:: SUPPLIED PASSAGE ::
TORONTO - The Ontario government has lifted capacity limits and made life a little easier for some establishments like restaurants, gyms and event spaces. Unfortunately, the provincial government has failed to meet the needs of individual with disabilities and specifically those unable to be vaccinated for Covid-19.
Establishments that require proof of Covid-19 vaccination remain inaccessible to marginalized groups. Their plight appears to be ignored when it comes to officials responsible in making policy decisions.
For one Toronto area resident, Gianni Cotognini, helping his son Adamo navigate through society has been a challenge. While he made it clear he is not against vaccinations, he told the Corriere that Adamo cannot be vaccinated for Covid-19 due to one of his genetic conditions.
A frustrated Cotognini said, “Government policies do not entertain exemptions other than the two listed on the Ministry of Health (MOH) policy statement.” According to the MOH Medical Exemption Guidance to the Covid-19 vaccine, people who are at risk of a severe reaction to one of the vaccines components or people at elevated risk of developing myocarditis, a rare heart condition, are eligible for exemption.
“This wording leaves out people like my son. Because of this, he faces greater challenges and obstacles when it comes to public access at various establishments,” explained Cotognini. “People with disabilities should be able to move freely, current government policy is hindering that movement,” he added. His recent communications to the local MPP and Ministry officials have gone unanswered. He has asked the MOH to include certain language from the Ontario Human Rights Commission (OHRC) Policy Statement on Covid-19 vaccine mandates and proof of vaccine certificates.
The Policy states: “Some people are not able to receive the Covid-19 vaccine for medical or disability-related reasons. Under the Code, organizations have a duty to accommodate them.” According to the OHRC Policy, those who meet specific criteria and can show a legitimate written document, supplied by a physician, stating they are exempt from being fully vaccinated, is a reasonable accommodation within the meaning of the Code. However, some establishments operating under the provincial requirement for proof of vaccination have chosen to not accept letters of exemption as they cannot verify their legitimacy. This has made matters worse for people like Adamo and have created additional barriers as they navigate society.
Furthermore, the OHRC stresses, “the need to make sure digital proof of vaccine certificates are designed to be fully accessible to adaptive technology, including for smart phone users with disabilities, in accordance with Accessibility for Ontarians with Disabilities Act regulations.”
Sadly, Ontario’s enhanced Covid-19 vaccine certificate system does not recognize legitimate medical exemptions. The MOH has not indicated when the system will be modified to accommodate individuals who cannot be vaccinated.
:::
> TO DO
1. In the article on Ontario's vaccine exemptions, why can't Adamo be vaccinated for Covid-19?
2. Rewrite the passage of the article on Ontario's vaccine exemptions starting with "TORONTO - The" and going on through "making policy decisions.", with "marginalized groups" replaced by "vulnerable groups".
:: PROVIDED MATERIAL ::
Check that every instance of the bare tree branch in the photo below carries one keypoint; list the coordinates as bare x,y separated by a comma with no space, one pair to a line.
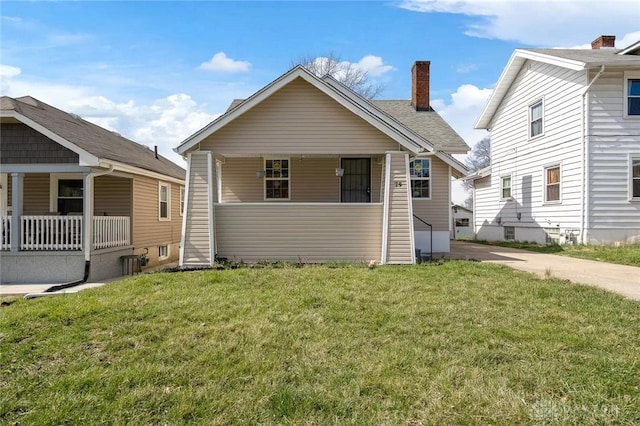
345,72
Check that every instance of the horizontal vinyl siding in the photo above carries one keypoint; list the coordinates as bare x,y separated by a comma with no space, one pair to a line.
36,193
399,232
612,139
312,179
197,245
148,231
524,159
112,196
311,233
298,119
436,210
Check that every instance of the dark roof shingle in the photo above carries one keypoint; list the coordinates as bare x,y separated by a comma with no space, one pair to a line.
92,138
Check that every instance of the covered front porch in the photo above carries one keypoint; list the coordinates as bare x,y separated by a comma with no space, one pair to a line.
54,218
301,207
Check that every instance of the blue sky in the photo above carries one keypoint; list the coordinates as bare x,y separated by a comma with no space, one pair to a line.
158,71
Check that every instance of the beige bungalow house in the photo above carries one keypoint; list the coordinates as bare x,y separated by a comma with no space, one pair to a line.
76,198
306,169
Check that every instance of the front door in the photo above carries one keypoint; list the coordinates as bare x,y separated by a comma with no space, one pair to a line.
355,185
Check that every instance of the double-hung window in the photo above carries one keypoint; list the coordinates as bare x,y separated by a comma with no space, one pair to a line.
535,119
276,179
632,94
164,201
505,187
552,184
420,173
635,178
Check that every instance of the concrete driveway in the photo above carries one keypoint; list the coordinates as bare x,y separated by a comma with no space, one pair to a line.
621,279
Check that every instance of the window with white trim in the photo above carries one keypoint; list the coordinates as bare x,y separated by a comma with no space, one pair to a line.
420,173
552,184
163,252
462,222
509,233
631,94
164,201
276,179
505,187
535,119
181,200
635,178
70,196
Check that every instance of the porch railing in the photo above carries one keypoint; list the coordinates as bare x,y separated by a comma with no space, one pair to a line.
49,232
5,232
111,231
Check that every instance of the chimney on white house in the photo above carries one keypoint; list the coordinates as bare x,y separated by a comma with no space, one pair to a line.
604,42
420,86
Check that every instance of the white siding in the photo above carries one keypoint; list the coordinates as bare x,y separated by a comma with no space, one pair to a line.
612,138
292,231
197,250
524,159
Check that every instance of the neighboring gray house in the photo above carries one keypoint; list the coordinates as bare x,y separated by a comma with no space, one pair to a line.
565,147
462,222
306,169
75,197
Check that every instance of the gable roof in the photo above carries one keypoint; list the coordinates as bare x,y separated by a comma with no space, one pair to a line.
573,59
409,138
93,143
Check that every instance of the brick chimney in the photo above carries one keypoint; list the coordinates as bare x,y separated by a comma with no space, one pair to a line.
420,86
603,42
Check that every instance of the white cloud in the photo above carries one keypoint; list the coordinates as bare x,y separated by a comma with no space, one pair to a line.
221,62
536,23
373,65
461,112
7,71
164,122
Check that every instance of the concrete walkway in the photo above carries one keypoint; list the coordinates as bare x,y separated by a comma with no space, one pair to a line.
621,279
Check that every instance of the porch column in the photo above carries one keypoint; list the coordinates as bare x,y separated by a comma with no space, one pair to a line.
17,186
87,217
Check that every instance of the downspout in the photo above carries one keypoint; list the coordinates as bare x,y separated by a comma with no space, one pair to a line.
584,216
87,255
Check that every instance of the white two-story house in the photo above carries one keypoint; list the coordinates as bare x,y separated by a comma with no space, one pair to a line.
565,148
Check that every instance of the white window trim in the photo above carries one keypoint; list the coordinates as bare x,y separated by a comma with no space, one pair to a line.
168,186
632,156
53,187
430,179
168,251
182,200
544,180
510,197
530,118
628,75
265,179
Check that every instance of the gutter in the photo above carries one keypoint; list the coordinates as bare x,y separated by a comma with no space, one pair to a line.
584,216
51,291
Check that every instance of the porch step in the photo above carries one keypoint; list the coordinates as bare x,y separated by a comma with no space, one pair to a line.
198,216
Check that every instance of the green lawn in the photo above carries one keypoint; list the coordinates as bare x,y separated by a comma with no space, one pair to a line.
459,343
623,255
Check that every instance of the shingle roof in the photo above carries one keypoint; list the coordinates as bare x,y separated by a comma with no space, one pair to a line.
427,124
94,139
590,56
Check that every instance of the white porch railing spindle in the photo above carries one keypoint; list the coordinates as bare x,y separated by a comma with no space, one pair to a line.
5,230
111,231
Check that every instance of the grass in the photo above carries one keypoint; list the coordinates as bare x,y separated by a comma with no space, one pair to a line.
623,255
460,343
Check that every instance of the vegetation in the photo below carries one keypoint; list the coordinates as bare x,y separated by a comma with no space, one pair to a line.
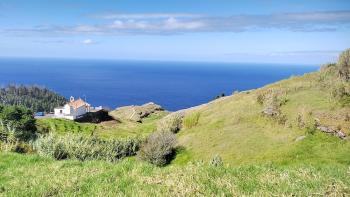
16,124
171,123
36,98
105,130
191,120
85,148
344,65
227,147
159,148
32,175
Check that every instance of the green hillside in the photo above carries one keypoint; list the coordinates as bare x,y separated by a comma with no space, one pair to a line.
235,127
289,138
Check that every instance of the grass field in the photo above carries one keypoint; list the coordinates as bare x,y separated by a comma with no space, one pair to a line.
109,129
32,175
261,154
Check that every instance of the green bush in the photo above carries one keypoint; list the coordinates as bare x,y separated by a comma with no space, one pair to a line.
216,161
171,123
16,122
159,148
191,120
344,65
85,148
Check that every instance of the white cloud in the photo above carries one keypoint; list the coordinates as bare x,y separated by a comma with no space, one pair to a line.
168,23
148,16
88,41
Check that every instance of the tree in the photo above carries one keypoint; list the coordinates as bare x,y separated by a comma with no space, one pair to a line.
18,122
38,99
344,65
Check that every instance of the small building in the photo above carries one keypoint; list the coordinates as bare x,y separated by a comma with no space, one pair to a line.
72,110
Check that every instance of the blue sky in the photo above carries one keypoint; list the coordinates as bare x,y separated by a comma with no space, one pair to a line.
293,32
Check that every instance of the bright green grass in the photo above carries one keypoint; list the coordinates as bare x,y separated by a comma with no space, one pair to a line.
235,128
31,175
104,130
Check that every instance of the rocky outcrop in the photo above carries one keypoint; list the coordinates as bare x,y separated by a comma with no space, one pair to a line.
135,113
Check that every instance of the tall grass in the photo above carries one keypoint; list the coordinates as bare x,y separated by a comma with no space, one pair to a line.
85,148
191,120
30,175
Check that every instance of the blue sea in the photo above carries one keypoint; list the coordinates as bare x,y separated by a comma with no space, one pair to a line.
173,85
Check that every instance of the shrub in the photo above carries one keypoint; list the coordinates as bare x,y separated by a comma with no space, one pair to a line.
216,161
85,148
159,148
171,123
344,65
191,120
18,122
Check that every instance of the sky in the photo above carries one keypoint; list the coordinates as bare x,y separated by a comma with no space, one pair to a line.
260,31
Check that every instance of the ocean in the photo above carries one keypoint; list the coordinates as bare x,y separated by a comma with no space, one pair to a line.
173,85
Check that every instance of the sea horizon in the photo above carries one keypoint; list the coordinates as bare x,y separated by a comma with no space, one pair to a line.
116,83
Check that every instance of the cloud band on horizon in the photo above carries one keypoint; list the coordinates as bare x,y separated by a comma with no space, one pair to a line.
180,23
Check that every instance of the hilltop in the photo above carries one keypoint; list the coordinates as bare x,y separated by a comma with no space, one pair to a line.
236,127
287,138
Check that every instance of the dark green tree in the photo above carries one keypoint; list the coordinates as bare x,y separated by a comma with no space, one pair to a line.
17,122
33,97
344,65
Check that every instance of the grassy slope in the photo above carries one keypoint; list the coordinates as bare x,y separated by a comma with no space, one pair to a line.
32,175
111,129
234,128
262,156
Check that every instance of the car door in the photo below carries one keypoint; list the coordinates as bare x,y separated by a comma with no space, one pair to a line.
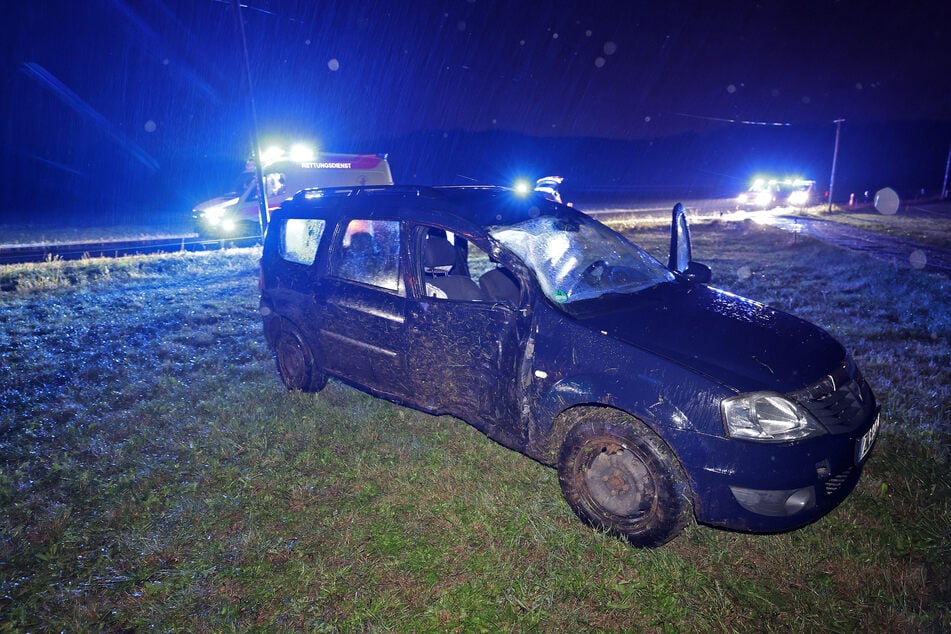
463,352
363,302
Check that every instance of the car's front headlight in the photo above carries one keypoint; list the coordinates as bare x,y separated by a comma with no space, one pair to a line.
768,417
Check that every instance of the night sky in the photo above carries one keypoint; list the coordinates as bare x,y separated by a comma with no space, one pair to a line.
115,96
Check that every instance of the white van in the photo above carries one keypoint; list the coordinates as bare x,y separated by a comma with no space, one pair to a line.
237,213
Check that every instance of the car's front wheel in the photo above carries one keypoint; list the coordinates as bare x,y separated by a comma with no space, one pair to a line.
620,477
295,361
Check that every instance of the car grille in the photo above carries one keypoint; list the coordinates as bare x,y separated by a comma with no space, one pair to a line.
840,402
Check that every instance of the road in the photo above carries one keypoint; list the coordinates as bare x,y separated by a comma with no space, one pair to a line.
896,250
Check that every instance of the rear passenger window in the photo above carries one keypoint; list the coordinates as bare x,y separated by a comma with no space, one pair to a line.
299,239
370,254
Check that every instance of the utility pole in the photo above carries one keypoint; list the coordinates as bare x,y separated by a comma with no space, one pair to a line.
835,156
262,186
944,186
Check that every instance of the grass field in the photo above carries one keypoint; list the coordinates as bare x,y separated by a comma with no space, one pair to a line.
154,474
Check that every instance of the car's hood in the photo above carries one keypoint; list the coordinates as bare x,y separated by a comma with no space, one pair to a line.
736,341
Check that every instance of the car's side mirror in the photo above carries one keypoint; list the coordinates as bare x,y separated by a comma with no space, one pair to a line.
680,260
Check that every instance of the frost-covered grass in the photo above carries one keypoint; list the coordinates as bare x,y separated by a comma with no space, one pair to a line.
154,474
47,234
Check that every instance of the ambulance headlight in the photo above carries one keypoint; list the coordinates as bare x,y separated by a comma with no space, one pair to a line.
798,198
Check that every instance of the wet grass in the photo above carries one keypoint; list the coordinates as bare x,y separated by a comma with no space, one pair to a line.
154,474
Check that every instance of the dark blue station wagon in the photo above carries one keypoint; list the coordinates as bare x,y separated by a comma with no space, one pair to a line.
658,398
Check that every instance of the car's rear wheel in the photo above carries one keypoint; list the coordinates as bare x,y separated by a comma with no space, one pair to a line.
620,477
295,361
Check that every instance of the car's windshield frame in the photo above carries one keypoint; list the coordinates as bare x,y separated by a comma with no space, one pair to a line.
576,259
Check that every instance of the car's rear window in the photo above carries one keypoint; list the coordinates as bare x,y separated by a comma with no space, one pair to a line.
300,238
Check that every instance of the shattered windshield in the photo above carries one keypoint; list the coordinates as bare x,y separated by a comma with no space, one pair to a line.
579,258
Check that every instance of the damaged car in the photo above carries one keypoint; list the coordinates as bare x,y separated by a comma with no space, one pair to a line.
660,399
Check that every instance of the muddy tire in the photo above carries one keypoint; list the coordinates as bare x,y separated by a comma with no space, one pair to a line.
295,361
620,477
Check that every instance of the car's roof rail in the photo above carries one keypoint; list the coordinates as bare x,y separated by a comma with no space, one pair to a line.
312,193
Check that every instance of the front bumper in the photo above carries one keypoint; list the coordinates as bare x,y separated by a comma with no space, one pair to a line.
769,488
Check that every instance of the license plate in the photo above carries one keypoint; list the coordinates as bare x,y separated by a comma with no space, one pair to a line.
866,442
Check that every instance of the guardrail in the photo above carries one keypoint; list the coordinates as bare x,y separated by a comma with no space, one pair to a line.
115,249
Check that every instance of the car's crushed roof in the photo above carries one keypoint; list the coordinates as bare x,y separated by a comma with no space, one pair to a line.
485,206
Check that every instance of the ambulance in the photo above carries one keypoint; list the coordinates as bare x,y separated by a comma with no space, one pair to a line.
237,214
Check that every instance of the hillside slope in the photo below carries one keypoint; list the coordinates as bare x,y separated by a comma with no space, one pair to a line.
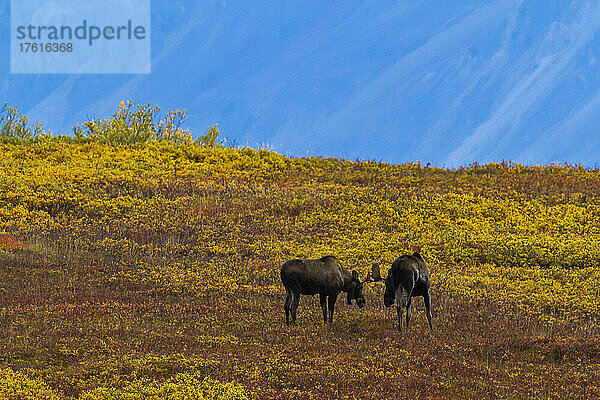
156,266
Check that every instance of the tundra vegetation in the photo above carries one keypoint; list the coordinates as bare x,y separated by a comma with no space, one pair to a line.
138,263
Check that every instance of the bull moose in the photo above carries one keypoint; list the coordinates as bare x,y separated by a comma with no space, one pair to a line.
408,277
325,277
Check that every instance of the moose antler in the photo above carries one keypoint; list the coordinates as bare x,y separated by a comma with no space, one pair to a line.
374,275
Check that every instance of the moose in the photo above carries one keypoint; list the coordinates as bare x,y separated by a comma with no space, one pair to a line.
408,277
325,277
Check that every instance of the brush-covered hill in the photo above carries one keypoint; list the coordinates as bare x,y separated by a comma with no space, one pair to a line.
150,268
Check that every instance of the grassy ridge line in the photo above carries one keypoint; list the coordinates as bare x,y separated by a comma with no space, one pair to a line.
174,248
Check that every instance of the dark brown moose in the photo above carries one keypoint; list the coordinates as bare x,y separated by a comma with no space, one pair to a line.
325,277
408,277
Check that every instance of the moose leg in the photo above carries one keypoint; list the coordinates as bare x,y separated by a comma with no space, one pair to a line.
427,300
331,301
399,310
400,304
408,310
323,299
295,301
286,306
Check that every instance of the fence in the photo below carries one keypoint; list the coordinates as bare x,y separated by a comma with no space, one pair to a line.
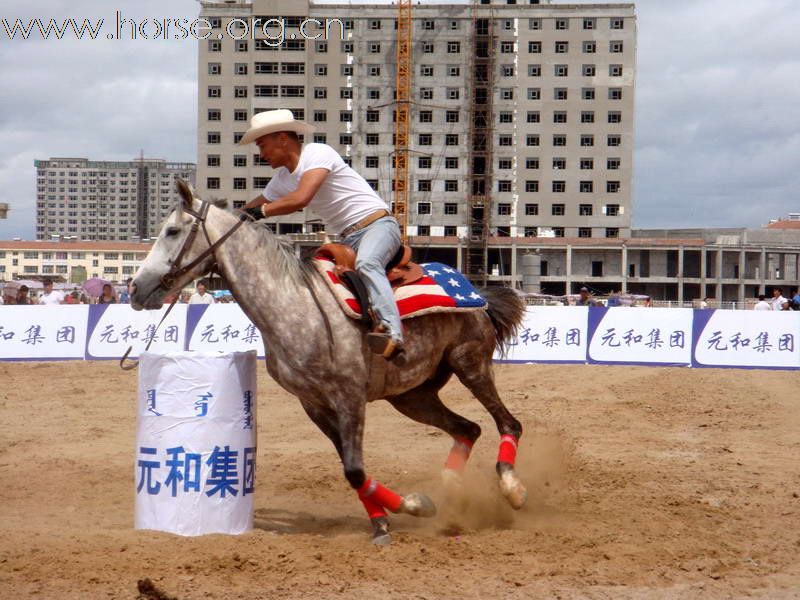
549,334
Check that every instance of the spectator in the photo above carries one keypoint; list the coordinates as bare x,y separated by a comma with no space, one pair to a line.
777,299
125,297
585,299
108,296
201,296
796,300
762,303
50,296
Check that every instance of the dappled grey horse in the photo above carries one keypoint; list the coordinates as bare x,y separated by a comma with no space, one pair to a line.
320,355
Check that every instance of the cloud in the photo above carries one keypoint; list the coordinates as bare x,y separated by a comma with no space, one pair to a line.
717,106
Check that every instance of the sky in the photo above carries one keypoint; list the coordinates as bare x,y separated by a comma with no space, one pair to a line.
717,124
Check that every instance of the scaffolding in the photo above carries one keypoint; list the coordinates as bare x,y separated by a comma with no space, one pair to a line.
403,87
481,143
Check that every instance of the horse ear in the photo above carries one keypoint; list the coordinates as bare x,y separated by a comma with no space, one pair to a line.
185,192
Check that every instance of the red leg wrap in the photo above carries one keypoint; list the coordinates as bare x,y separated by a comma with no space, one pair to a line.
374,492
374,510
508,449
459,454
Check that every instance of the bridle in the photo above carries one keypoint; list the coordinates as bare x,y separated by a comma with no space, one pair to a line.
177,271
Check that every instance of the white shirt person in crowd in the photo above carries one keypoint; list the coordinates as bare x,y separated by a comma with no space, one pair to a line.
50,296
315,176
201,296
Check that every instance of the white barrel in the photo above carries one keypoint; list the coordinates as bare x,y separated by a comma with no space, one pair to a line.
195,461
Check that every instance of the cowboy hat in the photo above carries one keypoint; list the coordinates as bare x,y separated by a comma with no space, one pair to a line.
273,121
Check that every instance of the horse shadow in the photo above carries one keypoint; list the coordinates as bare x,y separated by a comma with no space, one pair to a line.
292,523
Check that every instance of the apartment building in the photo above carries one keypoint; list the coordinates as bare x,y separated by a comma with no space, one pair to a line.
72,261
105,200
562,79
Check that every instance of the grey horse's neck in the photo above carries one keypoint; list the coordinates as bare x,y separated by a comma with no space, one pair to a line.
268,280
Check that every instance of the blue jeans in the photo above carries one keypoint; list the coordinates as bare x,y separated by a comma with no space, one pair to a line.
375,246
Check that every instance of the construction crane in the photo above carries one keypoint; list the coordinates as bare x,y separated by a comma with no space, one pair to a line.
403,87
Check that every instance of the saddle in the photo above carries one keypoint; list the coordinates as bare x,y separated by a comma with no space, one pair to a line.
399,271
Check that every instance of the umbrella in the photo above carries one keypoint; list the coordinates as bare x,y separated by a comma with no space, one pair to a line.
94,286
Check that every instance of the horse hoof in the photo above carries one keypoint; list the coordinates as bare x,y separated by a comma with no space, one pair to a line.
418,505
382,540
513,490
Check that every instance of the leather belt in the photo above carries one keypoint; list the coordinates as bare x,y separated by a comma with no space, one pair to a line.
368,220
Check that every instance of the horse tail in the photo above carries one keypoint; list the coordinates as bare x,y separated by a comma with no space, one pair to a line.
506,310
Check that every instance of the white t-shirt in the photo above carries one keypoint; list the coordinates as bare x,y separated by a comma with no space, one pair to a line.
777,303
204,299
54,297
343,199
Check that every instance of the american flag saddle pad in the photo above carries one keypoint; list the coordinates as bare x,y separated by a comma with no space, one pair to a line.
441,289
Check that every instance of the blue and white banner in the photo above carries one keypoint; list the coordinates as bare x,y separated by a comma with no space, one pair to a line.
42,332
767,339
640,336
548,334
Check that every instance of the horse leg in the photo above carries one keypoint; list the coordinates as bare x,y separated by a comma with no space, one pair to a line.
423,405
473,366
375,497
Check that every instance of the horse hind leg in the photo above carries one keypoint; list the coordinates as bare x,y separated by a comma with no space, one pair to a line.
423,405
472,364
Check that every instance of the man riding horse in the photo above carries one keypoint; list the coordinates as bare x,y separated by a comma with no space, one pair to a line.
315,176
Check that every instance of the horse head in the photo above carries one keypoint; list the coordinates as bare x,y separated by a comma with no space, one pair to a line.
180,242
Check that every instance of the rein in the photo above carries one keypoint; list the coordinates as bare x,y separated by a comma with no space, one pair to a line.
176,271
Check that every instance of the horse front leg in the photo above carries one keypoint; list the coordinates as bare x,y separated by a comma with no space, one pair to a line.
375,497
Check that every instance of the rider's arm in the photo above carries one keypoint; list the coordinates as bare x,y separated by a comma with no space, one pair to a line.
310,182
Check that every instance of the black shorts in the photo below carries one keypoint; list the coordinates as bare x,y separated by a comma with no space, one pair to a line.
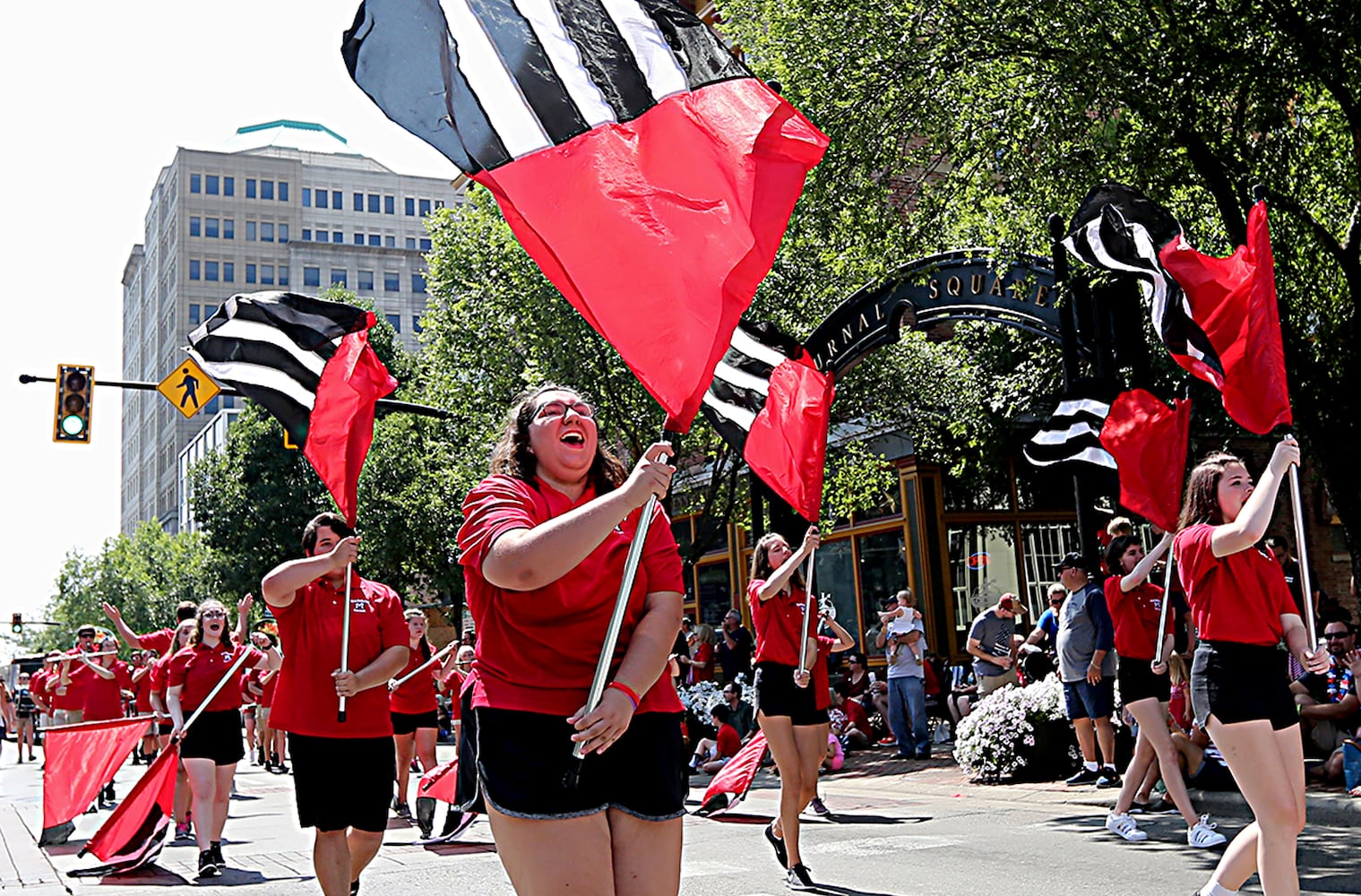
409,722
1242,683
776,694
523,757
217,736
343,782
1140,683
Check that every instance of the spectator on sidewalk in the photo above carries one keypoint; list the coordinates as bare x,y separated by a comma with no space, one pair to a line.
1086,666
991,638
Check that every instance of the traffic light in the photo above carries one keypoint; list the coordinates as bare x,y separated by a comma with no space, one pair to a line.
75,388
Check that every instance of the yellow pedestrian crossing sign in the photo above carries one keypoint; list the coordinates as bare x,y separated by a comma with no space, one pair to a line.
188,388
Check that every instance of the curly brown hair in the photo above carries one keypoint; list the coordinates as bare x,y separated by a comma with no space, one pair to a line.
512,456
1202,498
:::
> YOUR WRITTEN ANSWERS
1. He cannot be vaccinated because of one of his genetic conditions.

2.
TORONTO - The Ontario government has lifted capacity limits and made life a little easier for some establishments like restaurants, gyms and event spaces. Unfortunately, the provincial government has failed to meet the needs of individual with disabilities and specifically those unable to be vaccinated for Covid-19.
Establishments that require proof of Covid-19 vaccination remain inaccessible to vulnerable groups. Their plight appears to be ignored when it comes to officials responsible in making policy decisions.